- No. of episodes: 8

Release
- Original network: CBS (Toontastic (Action Zone))
- Original release: September 17 – November 5, 1994

Season chronology
- ← Previous Season 7 Next → Season 9

= Teenage Mutant Ninja Turtles (1987 TV series) season 8 =

The eighth season of Teenage Mutant Ninja Turtles aired in 1994. From this point onwards, the show was retooled into a more action-based series. Among the changes, the tone of the show became darker and more serious, the art style changed significantly, and many of the previous notable characters were written out. There was also a new title sequence which added in clips from the first live-action film and stills from the first four episodes of season 8, and a new version of the theme song. These final three seasons are known as the "Red Sky episodes" amongst fans, because the sky was constantly portrayed as red, instead of the usual blue, complementing the overall darker tone.

The Technodrome is now in Dimension X, while Krang, Shredder, Bebop and Rocksteady are stranded on Earth. In addition, the Turtles also contend with the mutant organization H.A.V.O.C. (short for Highly Advanced Variety of Creatures).

==Episodes==

- All eight eighth-season episodes were directed by Tony Love and written by David Wise.

| No. overall | No. in season | Title | Original release date | TV broadcast |
| 170 | 1 | "Get Shredder!" | September 17, 1994 | S08E01 |
Shredder & Krang are still loose on Earth. Without the resources of the Technodrome, they plan to steal equipment from the abandoned Hall of Science from the 1964 World Fair. Krang's former weapons engineer Drakus, using the guise of Beserko, also shows up to cause trouble. Once Krang is captured by Drakus, Shredder is under the impression that the Turtles have Krang and demands Krang's return or he'll blow up Channel 6 with the Turtle's friends inside. William E. Martin voices Shredder in this season and Season 10.;
| 171 | 2 | "Wrath of the Rat King" | September 24, 1994 | S08E02 |
While Krang tries to re-acquire the Technodrome from Dimension X where it has been sucked into a black hole, Shredder tracks down the Rat King and makes an alliance with him in order to destroy the Turtles that involves a new mutagen to be used on his rats. Meanwhile, the destruction of the Channel 6 building has led Burne Thompson to wrongfully denounce the turtles as a complete menace at Channel 6's new location, which leads the turtles to realize that maybe their actions are hurting people more often rather than helping them.

[Entries from a point annotation set]
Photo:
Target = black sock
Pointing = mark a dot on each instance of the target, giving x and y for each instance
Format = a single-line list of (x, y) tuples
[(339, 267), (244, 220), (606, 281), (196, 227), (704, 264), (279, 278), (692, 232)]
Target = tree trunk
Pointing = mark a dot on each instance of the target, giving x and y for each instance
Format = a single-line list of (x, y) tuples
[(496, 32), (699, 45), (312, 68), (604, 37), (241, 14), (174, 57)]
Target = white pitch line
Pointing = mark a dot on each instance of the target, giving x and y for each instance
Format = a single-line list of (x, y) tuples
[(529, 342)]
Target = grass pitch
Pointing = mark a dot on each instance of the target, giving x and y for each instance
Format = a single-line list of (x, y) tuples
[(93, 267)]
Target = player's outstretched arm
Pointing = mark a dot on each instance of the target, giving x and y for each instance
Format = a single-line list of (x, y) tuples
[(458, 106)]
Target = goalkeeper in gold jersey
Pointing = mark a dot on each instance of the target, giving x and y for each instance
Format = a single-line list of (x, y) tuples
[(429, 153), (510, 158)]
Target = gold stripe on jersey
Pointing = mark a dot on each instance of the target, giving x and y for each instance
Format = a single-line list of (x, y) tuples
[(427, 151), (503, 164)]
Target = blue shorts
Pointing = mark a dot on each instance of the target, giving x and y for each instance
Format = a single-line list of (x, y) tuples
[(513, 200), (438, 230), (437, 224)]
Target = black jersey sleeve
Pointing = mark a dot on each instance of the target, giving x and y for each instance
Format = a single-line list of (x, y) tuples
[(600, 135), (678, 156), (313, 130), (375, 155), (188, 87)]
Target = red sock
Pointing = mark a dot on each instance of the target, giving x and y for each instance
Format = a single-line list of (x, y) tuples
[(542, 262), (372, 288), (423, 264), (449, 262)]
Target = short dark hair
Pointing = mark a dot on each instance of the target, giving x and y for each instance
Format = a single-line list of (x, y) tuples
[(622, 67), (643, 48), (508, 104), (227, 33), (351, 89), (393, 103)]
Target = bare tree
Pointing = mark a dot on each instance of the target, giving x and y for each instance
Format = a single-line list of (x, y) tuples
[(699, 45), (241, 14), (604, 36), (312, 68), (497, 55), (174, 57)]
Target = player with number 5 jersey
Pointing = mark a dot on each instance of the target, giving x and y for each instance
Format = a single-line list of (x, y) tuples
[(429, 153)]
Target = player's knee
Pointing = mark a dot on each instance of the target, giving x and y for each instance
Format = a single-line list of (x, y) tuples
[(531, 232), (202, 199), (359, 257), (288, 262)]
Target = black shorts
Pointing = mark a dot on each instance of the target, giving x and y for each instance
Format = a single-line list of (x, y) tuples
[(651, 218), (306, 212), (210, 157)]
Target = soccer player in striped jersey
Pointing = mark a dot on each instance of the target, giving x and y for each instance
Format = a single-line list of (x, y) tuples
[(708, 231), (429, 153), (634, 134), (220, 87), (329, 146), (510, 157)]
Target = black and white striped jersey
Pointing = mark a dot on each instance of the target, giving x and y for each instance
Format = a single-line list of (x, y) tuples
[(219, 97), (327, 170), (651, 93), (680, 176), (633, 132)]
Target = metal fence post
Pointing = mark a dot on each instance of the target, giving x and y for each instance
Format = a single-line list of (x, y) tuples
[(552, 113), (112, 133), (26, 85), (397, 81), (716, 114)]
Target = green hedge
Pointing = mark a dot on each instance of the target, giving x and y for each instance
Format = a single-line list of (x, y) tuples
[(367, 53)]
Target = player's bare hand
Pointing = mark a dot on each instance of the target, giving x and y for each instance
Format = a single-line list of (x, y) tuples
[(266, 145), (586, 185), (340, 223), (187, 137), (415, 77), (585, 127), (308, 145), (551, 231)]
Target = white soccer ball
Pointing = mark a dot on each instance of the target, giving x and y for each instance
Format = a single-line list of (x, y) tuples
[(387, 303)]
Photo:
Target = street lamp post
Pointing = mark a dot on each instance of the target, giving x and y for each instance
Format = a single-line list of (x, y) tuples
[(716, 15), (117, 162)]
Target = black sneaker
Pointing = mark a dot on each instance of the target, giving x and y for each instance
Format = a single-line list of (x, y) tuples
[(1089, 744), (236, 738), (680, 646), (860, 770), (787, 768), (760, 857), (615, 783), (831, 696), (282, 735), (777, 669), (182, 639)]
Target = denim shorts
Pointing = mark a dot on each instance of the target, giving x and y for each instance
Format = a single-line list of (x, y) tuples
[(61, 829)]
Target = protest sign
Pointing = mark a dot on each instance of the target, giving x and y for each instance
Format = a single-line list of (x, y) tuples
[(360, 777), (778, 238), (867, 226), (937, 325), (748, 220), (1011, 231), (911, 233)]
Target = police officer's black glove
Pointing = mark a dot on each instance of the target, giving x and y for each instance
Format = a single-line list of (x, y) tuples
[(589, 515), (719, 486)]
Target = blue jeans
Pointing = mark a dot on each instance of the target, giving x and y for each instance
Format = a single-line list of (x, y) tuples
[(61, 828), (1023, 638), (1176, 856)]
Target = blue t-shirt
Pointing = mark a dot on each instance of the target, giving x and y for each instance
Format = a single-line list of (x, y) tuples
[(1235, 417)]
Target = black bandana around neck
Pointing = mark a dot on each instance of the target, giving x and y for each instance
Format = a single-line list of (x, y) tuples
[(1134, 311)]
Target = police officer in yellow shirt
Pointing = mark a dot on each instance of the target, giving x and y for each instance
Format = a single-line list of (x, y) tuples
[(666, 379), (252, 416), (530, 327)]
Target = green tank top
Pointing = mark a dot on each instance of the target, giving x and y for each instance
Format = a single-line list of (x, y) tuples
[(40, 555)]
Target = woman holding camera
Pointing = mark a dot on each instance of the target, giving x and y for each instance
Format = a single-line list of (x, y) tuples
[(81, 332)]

▸ Requirements:
**a)** Answer these questions from the season 8 text above:
(i) On which network did season 8 originally air?
(ii) Who wrote all eight episodes of the season?
(iii) What is H.A.V.O.C. short for?
**b)** Please repeat the season 8 text above word for word, from "The eighth season" up to and including "overall darker tone.".
**c)** Write the next part of the season 8 text above, picking up after its final sentence.

▸ Exercise answers:
**a)**
(i) CBS (Toontastic (Action Zone))
(ii) David Wise
(iii) Highly Advanced Variety of Creatures

**b)**
The eighth season of Teenage Mutant Ninja Turtles aired in 1994. From this point onwards, the show was retooled into a more action-based series. Among the changes, the tone of the show became darker and more serious, the art style changed significantly, and many of the previous notable characters were written out. There was also a new title sequence which added in clips from the first live-action film and stills from the first four episodes of season 8, and a new version of the theme song. These final three seasons are known as the "Red Sky episodes" amongst fans, because the sky was constantly portrayed as red, instead of the usual blue, complementing the overall darker tone.

**c)**
| 172 | 3 | "State of Shock" | October 1, 1994 | S08E03 |
A band of ninjas led by a mysterious villain named Megavolt are stealing electronic equipment from power plants all over the city, and the Turtles are being blamed for the crimes. The Turtles must find a way to defeat Megavolt & clear their names before it is too late. Final appearance of Irma;
| 173 | 4 | "Cry H.A.V.O.C.!" | October 8, 1994 | S08E04 |
A mysterious organization of mutants calling itself Highly Advanced Variety Of Creatures (or H.A.V.O.C. for short) has surfaced in the city. The Turtles meet their leader Titanus and his underlings Amok (a mutant goat), Highbeam (a mutant firefly), Magma (a lava mutant), Overdrive (a mutant cheetah), Raptor (a mutant bird of prey of indeterminate species), and unnamed mutant ram mystic. Although their pro-mutant intentions seem good on the outside, what are their true motives? The Turtles must find out.
| 174 | 5 | "H.A.V.O.C. in the Streets!" | October 15, 1994 | S08E05 |
Titanus & his H.A.V.O.C. organization are back, and this time they are planning to build a Sky Platform so that they can retrieve a lost Flux Transformer from a military base. Titanus creates a new electrical mutant called Synapse that can control anything mechanical from a convict that was last seen in "Get Shredder". The Turtles must stop Titannus and his evil plans once and for all.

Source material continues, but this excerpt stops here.